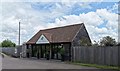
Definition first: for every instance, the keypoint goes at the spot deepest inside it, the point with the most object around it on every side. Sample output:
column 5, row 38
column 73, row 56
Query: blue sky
column 100, row 18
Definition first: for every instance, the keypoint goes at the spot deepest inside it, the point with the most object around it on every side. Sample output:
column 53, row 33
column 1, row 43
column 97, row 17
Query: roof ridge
column 62, row 26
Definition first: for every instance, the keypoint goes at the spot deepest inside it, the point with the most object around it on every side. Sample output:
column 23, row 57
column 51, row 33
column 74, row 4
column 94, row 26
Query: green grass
column 95, row 65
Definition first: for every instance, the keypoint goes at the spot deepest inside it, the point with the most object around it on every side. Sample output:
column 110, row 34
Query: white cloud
column 92, row 20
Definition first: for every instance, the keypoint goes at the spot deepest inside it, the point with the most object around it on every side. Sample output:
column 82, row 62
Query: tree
column 85, row 42
column 107, row 41
column 8, row 43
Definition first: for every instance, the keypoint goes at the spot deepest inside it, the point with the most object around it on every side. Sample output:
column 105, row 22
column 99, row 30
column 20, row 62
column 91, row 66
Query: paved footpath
column 16, row 63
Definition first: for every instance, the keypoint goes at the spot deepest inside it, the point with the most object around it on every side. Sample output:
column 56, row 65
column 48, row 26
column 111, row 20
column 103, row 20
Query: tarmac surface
column 24, row 63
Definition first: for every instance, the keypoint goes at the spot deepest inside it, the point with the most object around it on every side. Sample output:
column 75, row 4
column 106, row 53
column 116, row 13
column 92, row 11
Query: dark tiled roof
column 58, row 34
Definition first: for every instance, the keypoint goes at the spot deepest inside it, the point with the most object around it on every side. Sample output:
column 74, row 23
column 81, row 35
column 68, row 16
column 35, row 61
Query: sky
column 100, row 18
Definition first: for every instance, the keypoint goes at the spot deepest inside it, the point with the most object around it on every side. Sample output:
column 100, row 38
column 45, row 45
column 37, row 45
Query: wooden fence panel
column 96, row 55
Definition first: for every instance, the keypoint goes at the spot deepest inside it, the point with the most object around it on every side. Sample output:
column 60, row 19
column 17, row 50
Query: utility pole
column 19, row 35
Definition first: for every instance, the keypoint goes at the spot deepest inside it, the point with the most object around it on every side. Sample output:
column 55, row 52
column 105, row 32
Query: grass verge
####################
* _WHAT THIS TASK INVOLVES_:
Every record above should come back exactly, but without its pictures.

* _THE RESULT_:
Definition first: for every instance, the keypoint goes at the spot deepest inside it, the point with the most object around it on every side. Sample output:
column 5, row 38
column 73, row 56
Query: blue sky
column 100, row 18
Definition first: for every instance, the keypoint goes at the spot deepest inside it, the point with the most object around it on every side. Sample output:
column 53, row 33
column 1, row 43
column 97, row 17
Query: roof ridge
column 62, row 26
Definition first: for every instance, the keypoint goes at the spot deepest inside it, the point with the most object around it on every side. Sample output:
column 23, row 57
column 51, row 33
column 74, row 4
column 94, row 26
Query: green grass
column 95, row 65
Definition first: for every instance, the keypoint goes at the spot deepest inside it, the point with the most object around it on every side. Sample output:
column 110, row 34
Query: white cloud
column 92, row 20
Definition first: for every instance, the keypoint goes at the spot deepest inside it, the point with the most object around it on every side. Sample output:
column 82, row 62
Query: tree
column 85, row 42
column 107, row 41
column 8, row 43
Definition first: for every instance, the keypoint goes at the spot deepest inside it, the point with the most object around it on every side. Sample output:
column 105, row 22
column 99, row 30
column 20, row 62
column 91, row 66
Query: paved footpath
column 16, row 63
Definition first: for every instance, the keypoint goes at the spot deepest inside it, the point with the most object around it on every side. Sample output:
column 56, row 65
column 48, row 26
column 111, row 20
column 103, row 20
Query: tarmac surface
column 24, row 63
Definition first: for every instance, the keypoint goes at the spot deepest inside it, the point with the most object around it on every side. Sample output:
column 75, row 4
column 106, row 53
column 116, row 13
column 92, row 11
Query: dark tiled roof
column 58, row 34
Definition first: for every instance, the keypoint goes at the spot deepest inside it, the point with the most object around it on every side. Sample output:
column 74, row 23
column 81, row 35
column 68, row 16
column 35, row 61
Query: sky
column 100, row 18
Definition first: for every instance, the keypoint goes at the spot deepest inside it, the point with the most object around it on every side. Sample output:
column 100, row 38
column 45, row 45
column 37, row 45
Query: wooden fence panel
column 96, row 55
Definition first: for every instance, the keypoint goes at the spot deepest inside it, the point with the most object around it on every side. Sample output:
column 60, row 19
column 17, row 50
Query: utility pole
column 19, row 35
Definition first: for every instance, the keypoint goes at the spot deepest inside it, the point with the most object around it on every side. Sample output:
column 55, row 52
column 105, row 32
Query: grass verge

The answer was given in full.